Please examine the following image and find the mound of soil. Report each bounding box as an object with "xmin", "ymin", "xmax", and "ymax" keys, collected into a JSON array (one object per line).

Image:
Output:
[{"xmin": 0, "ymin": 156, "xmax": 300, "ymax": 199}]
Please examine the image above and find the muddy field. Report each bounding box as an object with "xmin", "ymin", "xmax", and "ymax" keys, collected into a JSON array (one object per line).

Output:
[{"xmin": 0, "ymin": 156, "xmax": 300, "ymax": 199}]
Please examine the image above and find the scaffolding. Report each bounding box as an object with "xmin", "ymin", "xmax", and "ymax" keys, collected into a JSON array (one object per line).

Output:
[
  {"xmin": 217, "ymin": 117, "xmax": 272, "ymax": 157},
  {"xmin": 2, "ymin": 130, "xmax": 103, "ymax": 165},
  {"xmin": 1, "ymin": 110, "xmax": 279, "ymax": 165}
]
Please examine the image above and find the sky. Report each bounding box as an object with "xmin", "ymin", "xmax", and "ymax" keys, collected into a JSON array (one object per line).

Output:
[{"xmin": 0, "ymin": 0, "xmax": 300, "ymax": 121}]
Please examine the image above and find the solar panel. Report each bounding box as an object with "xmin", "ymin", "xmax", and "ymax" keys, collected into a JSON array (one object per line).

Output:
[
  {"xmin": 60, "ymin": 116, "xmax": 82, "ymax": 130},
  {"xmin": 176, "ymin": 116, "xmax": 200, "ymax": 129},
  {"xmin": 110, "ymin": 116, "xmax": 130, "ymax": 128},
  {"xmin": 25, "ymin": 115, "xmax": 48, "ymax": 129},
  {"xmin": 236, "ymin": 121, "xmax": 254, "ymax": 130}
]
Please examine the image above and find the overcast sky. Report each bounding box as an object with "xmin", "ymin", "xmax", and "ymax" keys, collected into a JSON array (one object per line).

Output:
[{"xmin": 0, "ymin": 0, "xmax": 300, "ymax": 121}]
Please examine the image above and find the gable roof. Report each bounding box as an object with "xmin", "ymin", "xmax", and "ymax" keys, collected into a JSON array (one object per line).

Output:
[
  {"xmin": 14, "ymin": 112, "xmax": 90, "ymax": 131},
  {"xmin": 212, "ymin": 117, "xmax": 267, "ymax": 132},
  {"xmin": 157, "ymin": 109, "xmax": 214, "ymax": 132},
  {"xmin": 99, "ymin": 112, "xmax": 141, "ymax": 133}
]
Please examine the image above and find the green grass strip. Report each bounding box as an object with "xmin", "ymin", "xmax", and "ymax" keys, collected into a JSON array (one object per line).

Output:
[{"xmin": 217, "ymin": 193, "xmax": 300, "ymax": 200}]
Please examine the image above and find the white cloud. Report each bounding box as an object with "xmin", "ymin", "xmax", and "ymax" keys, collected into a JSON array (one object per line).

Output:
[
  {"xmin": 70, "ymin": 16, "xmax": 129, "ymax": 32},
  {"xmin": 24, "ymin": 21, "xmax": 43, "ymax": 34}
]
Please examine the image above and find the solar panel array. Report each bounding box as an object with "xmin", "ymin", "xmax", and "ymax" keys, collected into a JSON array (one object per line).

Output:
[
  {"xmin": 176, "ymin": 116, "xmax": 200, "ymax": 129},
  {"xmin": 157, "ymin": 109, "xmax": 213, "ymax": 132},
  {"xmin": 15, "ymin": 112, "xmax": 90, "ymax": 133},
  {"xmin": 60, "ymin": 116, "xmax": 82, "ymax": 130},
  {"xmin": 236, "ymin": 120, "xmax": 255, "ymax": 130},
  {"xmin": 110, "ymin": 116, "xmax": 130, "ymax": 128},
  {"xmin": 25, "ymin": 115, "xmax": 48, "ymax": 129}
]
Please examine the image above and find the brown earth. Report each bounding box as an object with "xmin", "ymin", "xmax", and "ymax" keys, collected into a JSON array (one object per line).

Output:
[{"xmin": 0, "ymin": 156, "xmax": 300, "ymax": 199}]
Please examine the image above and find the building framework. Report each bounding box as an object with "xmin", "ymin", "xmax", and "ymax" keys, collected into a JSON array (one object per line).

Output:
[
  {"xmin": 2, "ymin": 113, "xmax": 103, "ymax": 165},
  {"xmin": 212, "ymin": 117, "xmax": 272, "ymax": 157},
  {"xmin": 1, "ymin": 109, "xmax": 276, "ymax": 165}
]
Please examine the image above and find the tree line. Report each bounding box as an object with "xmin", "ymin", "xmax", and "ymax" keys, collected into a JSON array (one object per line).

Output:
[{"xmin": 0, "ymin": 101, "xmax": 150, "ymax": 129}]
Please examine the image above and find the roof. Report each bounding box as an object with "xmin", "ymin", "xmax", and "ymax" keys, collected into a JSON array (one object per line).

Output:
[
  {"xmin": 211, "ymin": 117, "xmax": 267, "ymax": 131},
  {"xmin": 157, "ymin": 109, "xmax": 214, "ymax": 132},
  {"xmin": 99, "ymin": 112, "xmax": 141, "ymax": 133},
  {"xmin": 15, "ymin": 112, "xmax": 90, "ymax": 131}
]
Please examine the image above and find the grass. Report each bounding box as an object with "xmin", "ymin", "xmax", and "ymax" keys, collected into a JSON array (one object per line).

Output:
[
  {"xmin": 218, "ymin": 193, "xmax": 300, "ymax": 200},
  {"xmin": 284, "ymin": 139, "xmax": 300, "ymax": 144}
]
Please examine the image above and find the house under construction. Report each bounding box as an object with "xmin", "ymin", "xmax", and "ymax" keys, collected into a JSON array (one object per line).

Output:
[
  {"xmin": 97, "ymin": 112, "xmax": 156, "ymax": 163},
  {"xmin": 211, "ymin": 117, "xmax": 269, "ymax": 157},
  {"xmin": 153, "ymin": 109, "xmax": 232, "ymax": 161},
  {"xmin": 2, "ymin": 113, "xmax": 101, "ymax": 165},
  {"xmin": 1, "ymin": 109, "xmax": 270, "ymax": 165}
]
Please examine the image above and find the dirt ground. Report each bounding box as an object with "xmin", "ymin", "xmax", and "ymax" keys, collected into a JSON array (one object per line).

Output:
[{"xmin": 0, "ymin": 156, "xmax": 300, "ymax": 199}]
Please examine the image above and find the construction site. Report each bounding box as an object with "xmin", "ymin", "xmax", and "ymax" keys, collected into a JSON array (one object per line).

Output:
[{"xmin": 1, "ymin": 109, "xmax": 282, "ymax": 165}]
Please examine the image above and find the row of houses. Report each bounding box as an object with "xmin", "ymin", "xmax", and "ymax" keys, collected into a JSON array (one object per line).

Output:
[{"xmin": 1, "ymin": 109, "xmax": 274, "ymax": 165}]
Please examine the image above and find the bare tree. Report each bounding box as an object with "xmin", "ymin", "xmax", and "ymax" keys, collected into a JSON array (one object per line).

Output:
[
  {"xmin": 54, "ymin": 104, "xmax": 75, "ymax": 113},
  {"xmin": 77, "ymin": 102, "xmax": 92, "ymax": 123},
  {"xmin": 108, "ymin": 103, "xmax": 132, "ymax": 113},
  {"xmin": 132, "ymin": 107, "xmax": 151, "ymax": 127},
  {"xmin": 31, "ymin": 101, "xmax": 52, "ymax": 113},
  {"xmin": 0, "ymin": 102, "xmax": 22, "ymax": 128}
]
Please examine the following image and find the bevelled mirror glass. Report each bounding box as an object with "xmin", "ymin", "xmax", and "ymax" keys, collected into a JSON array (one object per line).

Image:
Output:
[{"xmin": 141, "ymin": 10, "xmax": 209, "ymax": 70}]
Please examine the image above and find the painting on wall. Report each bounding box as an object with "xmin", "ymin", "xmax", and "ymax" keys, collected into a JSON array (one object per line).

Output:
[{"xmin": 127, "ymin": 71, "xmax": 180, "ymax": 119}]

---------------

## WHAT YOU NEED TO DO
Reproduce all of the material above line for line, with no change to any word, number or mark.

## OUTPUT
Please examine the following image and find the mound of soil. Report each bounding box as an object with "xmin", "ymin", "xmax", and "ymax" keys, collected into a JSON array (one object per line).

Image:
Output:
[{"xmin": 0, "ymin": 156, "xmax": 300, "ymax": 199}]
Please examine the image above and find the muddy field. Report each bounding box as an object with "xmin", "ymin", "xmax", and "ymax" keys, collected into a JSON array (one object per line).

Output:
[{"xmin": 0, "ymin": 156, "xmax": 300, "ymax": 199}]
Please examine the image above and find the scaffolding. Report each bounding box as an object with "xmin", "ymin", "xmax", and "ymax" keys, collected into a JSON array (one object per line).

Output:
[
  {"xmin": 217, "ymin": 117, "xmax": 272, "ymax": 157},
  {"xmin": 2, "ymin": 130, "xmax": 103, "ymax": 165},
  {"xmin": 1, "ymin": 110, "xmax": 279, "ymax": 165}
]
Please examine the image above and find the sky. Report each bounding box as an object with "xmin", "ymin", "xmax", and "ymax" keys, collected into a JSON array (one object per line).

Output:
[{"xmin": 0, "ymin": 0, "xmax": 300, "ymax": 121}]
Please examine the image above and find the solar panel. Report each bounding box as an object with "xmin", "ymin", "xmax", and "ymax" keys, collected into a JSON array (one object per line).

Output:
[
  {"xmin": 60, "ymin": 116, "xmax": 82, "ymax": 130},
  {"xmin": 176, "ymin": 116, "xmax": 200, "ymax": 129},
  {"xmin": 110, "ymin": 116, "xmax": 130, "ymax": 128},
  {"xmin": 25, "ymin": 115, "xmax": 48, "ymax": 129},
  {"xmin": 236, "ymin": 121, "xmax": 254, "ymax": 130}
]
Please examine the image above and find the overcast sky. Report each bounding box as an object with "xmin", "ymin", "xmax", and "ymax" keys, collected into a JSON array (one object per line).

Output:
[{"xmin": 0, "ymin": 0, "xmax": 300, "ymax": 121}]
Please examine the image above and find the gable roof. Report each bounding box as an object with "xmin", "ymin", "xmax", and "ymax" keys, collected into a JSON array (one object per line).

Output:
[
  {"xmin": 14, "ymin": 112, "xmax": 90, "ymax": 131},
  {"xmin": 212, "ymin": 117, "xmax": 267, "ymax": 132},
  {"xmin": 157, "ymin": 109, "xmax": 214, "ymax": 132},
  {"xmin": 99, "ymin": 112, "xmax": 141, "ymax": 133}
]
Please examine the image above and find the green grass strip. Report each bounding box as an object with "xmin", "ymin", "xmax", and "ymax" keys, collected into a JSON array (one object per line).

Output:
[{"xmin": 217, "ymin": 193, "xmax": 300, "ymax": 200}]
Please examine the image above and find the white cloud. Report each bounding box as an object with "xmin", "ymin", "xmax", and "ymax" keys, collected into a JSON array (one object per line).

Output:
[
  {"xmin": 70, "ymin": 16, "xmax": 129, "ymax": 32},
  {"xmin": 24, "ymin": 21, "xmax": 43, "ymax": 34}
]
Please examine the image above and find the solar panel array. Report each bounding box as an object with "xmin", "ymin", "xmax", and "ymax" keys, collected into a JSON array (one object per line).

Output:
[
  {"xmin": 176, "ymin": 116, "xmax": 200, "ymax": 129},
  {"xmin": 157, "ymin": 109, "xmax": 213, "ymax": 132},
  {"xmin": 15, "ymin": 112, "xmax": 90, "ymax": 133},
  {"xmin": 60, "ymin": 116, "xmax": 82, "ymax": 130},
  {"xmin": 236, "ymin": 120, "xmax": 255, "ymax": 130},
  {"xmin": 110, "ymin": 116, "xmax": 130, "ymax": 128},
  {"xmin": 25, "ymin": 115, "xmax": 48, "ymax": 129}
]
Please examine the image above and find the brown earth. Report each bounding box as an object with "xmin", "ymin", "xmax", and "ymax" keys, collected into a JSON array (one object per line).

Output:
[{"xmin": 0, "ymin": 156, "xmax": 300, "ymax": 199}]
Please examine the image above and find the building framework. Report each bounding box as an object with "xmin", "ymin", "xmax", and "ymax" keys, collected into a JSON array (one object per line).

Output:
[
  {"xmin": 2, "ymin": 113, "xmax": 103, "ymax": 165},
  {"xmin": 212, "ymin": 117, "xmax": 272, "ymax": 157},
  {"xmin": 1, "ymin": 109, "xmax": 276, "ymax": 165}
]
Please examine the image above and find the tree line. Report each bounding box as an object with "xmin", "ymin", "xmax", and "ymax" keys, collected into a JSON array (one object per line).

Output:
[{"xmin": 0, "ymin": 101, "xmax": 150, "ymax": 129}]
Please examine the image above and find the roof. Report each bounding box as an object with "xmin", "ymin", "xmax", and "ymax" keys, collected into a JSON array (one object per line).

Output:
[
  {"xmin": 211, "ymin": 117, "xmax": 267, "ymax": 131},
  {"xmin": 157, "ymin": 109, "xmax": 214, "ymax": 132},
  {"xmin": 99, "ymin": 112, "xmax": 141, "ymax": 133},
  {"xmin": 15, "ymin": 112, "xmax": 90, "ymax": 131}
]
Please examine the image above and find the grass. Report each bounding box as an object with "xmin", "ymin", "xmax", and "ymax" keys, collected into a JSON array (one object per line).

Output:
[
  {"xmin": 218, "ymin": 193, "xmax": 300, "ymax": 200},
  {"xmin": 284, "ymin": 139, "xmax": 300, "ymax": 144}
]
Please examine the image above and find the house under construction. Report each bounding box as an object with "xmin", "ymin", "xmax", and "ymax" keys, collected into a JSON array (one object per line).

Output:
[
  {"xmin": 97, "ymin": 112, "xmax": 156, "ymax": 163},
  {"xmin": 211, "ymin": 117, "xmax": 269, "ymax": 157},
  {"xmin": 153, "ymin": 109, "xmax": 232, "ymax": 161},
  {"xmin": 2, "ymin": 113, "xmax": 101, "ymax": 165},
  {"xmin": 1, "ymin": 109, "xmax": 270, "ymax": 165}
]
Please examine the image above and find the dirt ground. Report each bounding box as an object with "xmin", "ymin", "xmax", and "ymax" keys, collected into a JSON array (one object per line).

Output:
[{"xmin": 0, "ymin": 156, "xmax": 300, "ymax": 199}]
Please examine the image above and find the construction site. Report each bounding box as an object with "xmin", "ymin", "xmax", and "ymax" keys, collected into a JSON array (one object per line).

Output:
[{"xmin": 1, "ymin": 109, "xmax": 282, "ymax": 165}]
Please examine the image above and find the row of houses. Report each bounding box as an object with "xmin", "ymin", "xmax", and "ymax" keys, collected into a JSON array (one object per line).

Output:
[{"xmin": 1, "ymin": 109, "xmax": 274, "ymax": 165}]
Please examine the image above and find the bare tree. Report each bounding box as an object with "xmin", "ymin", "xmax", and "ymax" keys, collected into a JSON array (one object per line).

Output:
[
  {"xmin": 54, "ymin": 104, "xmax": 75, "ymax": 113},
  {"xmin": 77, "ymin": 102, "xmax": 92, "ymax": 123},
  {"xmin": 108, "ymin": 103, "xmax": 132, "ymax": 113},
  {"xmin": 132, "ymin": 107, "xmax": 151, "ymax": 127},
  {"xmin": 31, "ymin": 101, "xmax": 52, "ymax": 113},
  {"xmin": 0, "ymin": 102, "xmax": 22, "ymax": 128}
]
Please examine the following image and find the bevelled mirror glass. Report each bounding box as an object with "xmin", "ymin", "xmax", and "ymax" keys, collected into a JSON array (one object per line).

Image:
Output:
[{"xmin": 141, "ymin": 10, "xmax": 209, "ymax": 70}]
Please examine the image above and find the painting on wall. Report each bounding box as an object with "xmin", "ymin", "xmax", and "ymax" keys, collected into a JSON array (one object per line).

Output:
[{"xmin": 127, "ymin": 71, "xmax": 180, "ymax": 119}]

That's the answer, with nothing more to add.